JOB -> Rewrite the material below, replacing each "Place a marker" with "Put a point" and keeping everything else the same.

+++ INFORMATION SHOWN +++

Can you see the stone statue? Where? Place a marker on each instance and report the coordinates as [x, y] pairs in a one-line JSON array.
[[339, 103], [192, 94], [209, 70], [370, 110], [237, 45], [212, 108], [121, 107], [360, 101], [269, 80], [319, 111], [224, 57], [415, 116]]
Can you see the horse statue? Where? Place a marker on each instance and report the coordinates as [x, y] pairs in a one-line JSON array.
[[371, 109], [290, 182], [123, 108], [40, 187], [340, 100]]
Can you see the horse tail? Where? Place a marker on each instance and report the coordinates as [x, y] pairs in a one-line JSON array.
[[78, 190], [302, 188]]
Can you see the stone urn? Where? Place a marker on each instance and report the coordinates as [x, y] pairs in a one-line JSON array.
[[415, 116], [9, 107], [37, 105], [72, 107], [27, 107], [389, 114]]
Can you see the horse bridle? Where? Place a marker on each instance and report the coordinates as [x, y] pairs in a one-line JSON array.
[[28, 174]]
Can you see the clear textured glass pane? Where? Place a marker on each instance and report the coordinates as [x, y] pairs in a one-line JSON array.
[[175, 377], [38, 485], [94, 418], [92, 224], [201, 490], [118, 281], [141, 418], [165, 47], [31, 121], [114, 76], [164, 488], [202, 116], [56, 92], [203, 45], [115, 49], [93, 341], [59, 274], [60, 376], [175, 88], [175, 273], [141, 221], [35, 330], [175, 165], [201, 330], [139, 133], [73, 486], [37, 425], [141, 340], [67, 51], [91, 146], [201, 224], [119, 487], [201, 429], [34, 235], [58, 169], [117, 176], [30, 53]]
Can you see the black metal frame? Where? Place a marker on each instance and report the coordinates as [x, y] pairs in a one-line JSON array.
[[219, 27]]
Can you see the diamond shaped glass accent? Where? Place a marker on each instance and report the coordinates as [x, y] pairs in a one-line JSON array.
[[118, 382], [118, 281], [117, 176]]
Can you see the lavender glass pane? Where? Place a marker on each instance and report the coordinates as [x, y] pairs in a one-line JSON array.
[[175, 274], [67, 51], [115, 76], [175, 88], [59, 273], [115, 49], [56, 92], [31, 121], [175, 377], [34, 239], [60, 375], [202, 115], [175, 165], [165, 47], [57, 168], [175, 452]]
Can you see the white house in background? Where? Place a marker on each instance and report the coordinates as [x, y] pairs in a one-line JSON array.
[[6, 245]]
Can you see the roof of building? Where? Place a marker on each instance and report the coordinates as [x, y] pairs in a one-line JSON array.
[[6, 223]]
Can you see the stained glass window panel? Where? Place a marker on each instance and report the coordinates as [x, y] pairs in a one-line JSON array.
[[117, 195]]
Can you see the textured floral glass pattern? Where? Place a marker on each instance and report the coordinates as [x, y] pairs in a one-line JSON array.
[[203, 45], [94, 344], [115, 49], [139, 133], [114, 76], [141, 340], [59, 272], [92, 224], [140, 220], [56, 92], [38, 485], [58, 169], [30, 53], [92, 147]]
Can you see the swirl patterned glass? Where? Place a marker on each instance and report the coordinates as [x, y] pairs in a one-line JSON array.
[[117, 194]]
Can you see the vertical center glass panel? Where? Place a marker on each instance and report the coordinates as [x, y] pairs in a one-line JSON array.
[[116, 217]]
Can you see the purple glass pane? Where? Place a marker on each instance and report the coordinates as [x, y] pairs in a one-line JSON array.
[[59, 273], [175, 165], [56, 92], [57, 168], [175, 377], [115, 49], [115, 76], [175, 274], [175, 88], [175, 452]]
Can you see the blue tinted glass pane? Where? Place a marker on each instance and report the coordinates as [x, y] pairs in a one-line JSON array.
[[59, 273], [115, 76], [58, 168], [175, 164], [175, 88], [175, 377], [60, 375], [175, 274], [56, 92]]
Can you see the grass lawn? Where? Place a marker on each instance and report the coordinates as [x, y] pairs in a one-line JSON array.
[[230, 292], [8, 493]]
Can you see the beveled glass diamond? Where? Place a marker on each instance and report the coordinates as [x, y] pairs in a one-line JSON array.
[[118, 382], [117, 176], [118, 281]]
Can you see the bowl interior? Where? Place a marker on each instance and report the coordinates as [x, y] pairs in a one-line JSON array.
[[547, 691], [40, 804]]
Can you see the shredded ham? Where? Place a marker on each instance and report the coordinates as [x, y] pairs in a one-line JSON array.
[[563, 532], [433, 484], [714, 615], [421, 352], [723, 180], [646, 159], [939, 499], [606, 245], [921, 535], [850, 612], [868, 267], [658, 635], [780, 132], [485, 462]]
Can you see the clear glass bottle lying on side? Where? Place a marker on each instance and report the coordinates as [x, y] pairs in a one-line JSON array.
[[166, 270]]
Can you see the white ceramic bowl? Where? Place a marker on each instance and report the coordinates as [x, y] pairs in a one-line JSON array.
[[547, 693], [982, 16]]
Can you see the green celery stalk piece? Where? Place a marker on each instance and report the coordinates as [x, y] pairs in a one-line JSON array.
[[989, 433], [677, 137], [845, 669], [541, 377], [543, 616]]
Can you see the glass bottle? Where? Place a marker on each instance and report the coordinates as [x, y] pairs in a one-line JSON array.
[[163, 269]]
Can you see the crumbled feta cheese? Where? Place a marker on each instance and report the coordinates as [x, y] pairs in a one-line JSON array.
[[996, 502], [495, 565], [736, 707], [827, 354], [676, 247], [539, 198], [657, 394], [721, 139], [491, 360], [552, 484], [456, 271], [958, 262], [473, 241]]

+++

WORKED SOLUTION ->
Can you see the stone statue? Where? Put a point on each instance and report the coordinates as [x, y] pairs in a one-line JSON array.
[[339, 103], [192, 94], [209, 70], [370, 110], [237, 45], [212, 108], [121, 107], [360, 101], [269, 80], [319, 111], [224, 57], [415, 116]]
Can you see the horse statue? Where? Put a point on each instance and report the coordinates as [x, y] pairs in a one-line JSON array.
[[371, 109], [290, 182], [123, 108], [40, 187], [340, 100]]
Can you see the horse tail? Where? Put a point on each instance and report the coordinates as [x, y] pairs in a one-line JSON array.
[[78, 190], [302, 188]]
Can you see the stone urn? Where? Put a point on each instance and report the coordinates as [x, y] pairs in a one-line JSON array.
[[415, 116], [9, 107], [37, 105], [72, 107], [27, 107], [389, 114]]
Can you see the horse bridle? Where? Put a point on each instance and report the coordinates as [x, y] pairs in a one-line JSON array.
[[28, 174]]
Can you see the clear textured glass pane? Where? Put a point on each instance and report the coordinates as [x, y] pairs in a one-line JSON array.
[[175, 377], [38, 485], [94, 418], [92, 224], [201, 490], [118, 281], [141, 418], [165, 47], [31, 121], [114, 76], [164, 488], [202, 116], [56, 92], [203, 45], [115, 49], [93, 341], [59, 274], [60, 376], [175, 88], [175, 273], [141, 221], [35, 330], [175, 165], [201, 330], [139, 133], [73, 486], [37, 425], [141, 340], [67, 51], [91, 146], [201, 224], [119, 487], [201, 429], [34, 235], [58, 169], [117, 176], [30, 53]]
Can you see the black metal frame? Where? Put a point on each instance and report the coordinates as [x, y] pairs in a one-line JSON array.
[[219, 27]]
Can you see the diamond shaped glass accent? Where? Put a point on each instance and report the coordinates as [x, y] pairs in a one-line JSON array.
[[118, 382], [118, 281], [117, 176]]
Can you see the lavender glass pane? Where? Put a point on each instance and report the coordinates as [x, y] pairs in a one-line JSON array.
[[175, 274], [67, 51], [115, 76], [175, 88], [59, 273], [115, 49], [56, 92], [31, 121], [175, 377], [34, 239], [60, 375], [202, 115], [175, 165], [165, 47], [57, 168], [175, 452]]
Can you see the white house in background? Where? Put a point on each instance and report the coordinates as [x, y] pairs in a one-line JSON array.
[[6, 245]]
Can you see the roof of building? Where? Put a point on each instance and report the coordinates as [x, y] pairs in a one-line JSON array.
[[6, 223]]
Can you see the stained glass window panel? Where? Put a point on each instance and report the coordinates as [x, y] pairs in a one-line JSON array.
[[117, 195]]
Can you see the textured floral glass pattern? Where? Put a point on each instance and report the coordinates as [x, y] pairs in a one-line JSON array.
[[203, 45], [94, 344], [115, 49], [139, 133], [114, 76], [141, 340], [59, 272], [92, 224], [140, 220], [56, 92], [38, 485], [58, 169], [30, 53], [92, 147]]
Can you see the swirl patterned glass? Where? Put a point on each instance and report the coordinates as [x, y] pairs in a one-line JSON array.
[[117, 194]]
Can you see the vertical center glass panel? Where? Put a point on each instance and report the coordinates as [x, y] pairs in a one-line JSON array.
[[116, 217]]
Can you see the purple glass pane? Where? Put a point on each instance and report the coordinates as [x, y] pairs in a one-line JSON array.
[[59, 273], [175, 165], [56, 92], [57, 168], [175, 377], [115, 49], [115, 76], [175, 274], [175, 88], [175, 452]]
Can you see the blue tinted glass pane? Where? Put a point on each instance and report the coordinates as [x, y] pairs in a one-line JSON array.
[[59, 273], [115, 76], [58, 168], [175, 164], [175, 88], [175, 377], [60, 375], [175, 274], [56, 92]]
Can you see the grass lawn? Where? Put a point on each instance and report the coordinates as [x, y] pairs in a one-line JSON array.
[[230, 292], [8, 493]]
Can you see the beveled glass diamond? Where? Put a point on each instance and report the coordinates as [x, y] pairs in a one-line JSON array.
[[118, 382], [117, 176], [118, 281]]
Can you see the bowl interior? Where? Put a point on each instance and report the coordinates as [x, y] pairs in a one-line JSON array.
[[547, 691], [40, 804]]
Can you see the shredded ham? Where? Put a point on each instance and report the coordinates as [x, y] pairs in a one-line JSON array.
[[563, 532], [433, 484], [714, 615], [421, 352], [723, 180], [646, 159], [939, 499], [606, 245], [921, 535], [850, 612], [868, 267], [658, 635], [780, 132], [485, 462]]
Can you see the clear glass bottle lying on side? Where? Put a point on each instance and report the coordinates as [x, y] pairs in a one-line JSON array.
[[166, 270]]
Can you see the white ceramic bowl? Where? Put a point on each instance and report the coordinates as [x, y] pairs in a one-line JSON array.
[[547, 693], [982, 16]]
Can you see the green celery stalk piece? Where? Put a point on each instance and report the coordinates as [x, y] pairs in a one-line JSON array.
[[989, 433], [677, 137], [845, 669], [541, 377], [543, 616]]
Can you see the glass bottle? Where? Put a point on each instance and report the coordinates as [x, y] pairs in a one-line JSON array.
[[163, 269]]
Can you see the crumbled feta cheese? Where? Put a point on each instance and report the coordinates as [x, y] pairs in a one-line JSON array.
[[996, 502], [495, 565], [736, 707], [827, 354], [676, 247], [539, 198], [657, 394], [721, 139], [491, 360], [552, 484], [456, 271], [958, 262], [473, 241]]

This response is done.